▸ **Tasks to carry out**
A - Name every topic that the partitioning notes below say this episode covers as it continues the discussion.
B - Per the partitioning notes below, which two systems avoid secondary indexes?
C - Echo the passage of the partitioning notes below that opens with the words containing "In our example" and closes with "specialize in them.".

▸ **Supplied text**
Designing Data-Intensive Applications – Secondary Indexes, Rebalancing, Routing

Description

We wrap up the discussion on partitioning from our collective favorite book, Designing Data-Intensive Applications, while Allen is properly substituted, Michael can't stop thinking about Kafka, and Joe doesn't live in the real sunshine state.

The full show notes for this episode are available at https://www.codingblocks.net/episode172.

Survey Says

News

Game Ja Ja Ja Jam is coming up, sign up is open now! (itch.io)
Joe finished the Create With Code Unity Course (learn.unity.com)
New MacBook Pro Review, notch be darned!

Last Episode …

Best book evar!

In our previous episode, we talked about data partitioning, which refers to how you can split up data sets, which is great when you have data that's too big to fit on a single machine, or you have special performance requirements. We talked about two different partitioning strategies: key ranges which works best with homogenous, well-balanced keys, and also hashing which provides a much more even distribution that helps avoid hot-spotting.

This episode we're continuing the discussion, talking about secondary indexes, rebalancing, and routing.

Partitioning, Part Deux

Partitioning and Secondary Indexes

Last episode we talked about key range partitioning and key hashing to deterministically figure out where data should land based on a key that we chose to represent our data.
- But what happens if you need to look up data by something other than the key?
- For example, imagine you are partitioning credit card transactions by a hash of the date. If I tell you I need the data for last week, then it's easy, we hash the date for each day in the week.
- But what happens if I ask you to count all the transactions for a particular credit card?
  - You have to look at every single record. in every single partition!
Secondary Indexes refer to metadata about our data that help keep track of where our data is.
In our example about counting a user's transactions in a data set that is partitioned by date, we could keep a separate data structure that keeps track of which partitions each user has data in.
We could even easily keep a count of those transactions so that you could return the count of a user's transaction solely from the information in the secondary index.
Secondary indexes are complicated. HBase and Voldemort avoid them, while search engines like Elasticsearch specialize in them.

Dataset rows
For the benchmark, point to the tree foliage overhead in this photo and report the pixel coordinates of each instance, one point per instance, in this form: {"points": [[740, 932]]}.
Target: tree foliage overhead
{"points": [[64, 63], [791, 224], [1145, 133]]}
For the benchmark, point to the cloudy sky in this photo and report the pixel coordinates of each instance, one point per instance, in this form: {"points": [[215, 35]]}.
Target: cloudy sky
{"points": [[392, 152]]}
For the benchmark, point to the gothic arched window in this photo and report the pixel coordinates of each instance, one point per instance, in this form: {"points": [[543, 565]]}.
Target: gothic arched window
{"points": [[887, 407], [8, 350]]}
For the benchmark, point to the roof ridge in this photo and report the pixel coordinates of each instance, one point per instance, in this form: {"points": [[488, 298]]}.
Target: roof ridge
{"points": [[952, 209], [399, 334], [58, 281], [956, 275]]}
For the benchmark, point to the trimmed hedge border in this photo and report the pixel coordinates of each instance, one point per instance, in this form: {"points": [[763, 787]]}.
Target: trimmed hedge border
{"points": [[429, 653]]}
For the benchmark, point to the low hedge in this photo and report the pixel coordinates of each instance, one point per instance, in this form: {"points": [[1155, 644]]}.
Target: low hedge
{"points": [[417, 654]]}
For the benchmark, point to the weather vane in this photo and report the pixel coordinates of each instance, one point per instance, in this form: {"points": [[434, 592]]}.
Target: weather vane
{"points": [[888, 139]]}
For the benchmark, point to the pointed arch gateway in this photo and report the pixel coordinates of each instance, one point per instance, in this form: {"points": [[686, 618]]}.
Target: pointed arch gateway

▸ **Exercise responses**
A - Secondary indexes, rebalancing, and routing.

B - HBase and Voldemort.

C -
In our example about counting a user's transactions in a data set that is partitioned by date, we could keep a separate data structure that keeps track of which partitions each user has data in.
We could even easily keep a count of those transactions so that you could return the count of a user's transaction solely from the information in the secondary index.
Secondary indexes are complicated. HBase and Voldemort avoid them, while search engines like Elasticsearch specialize in them.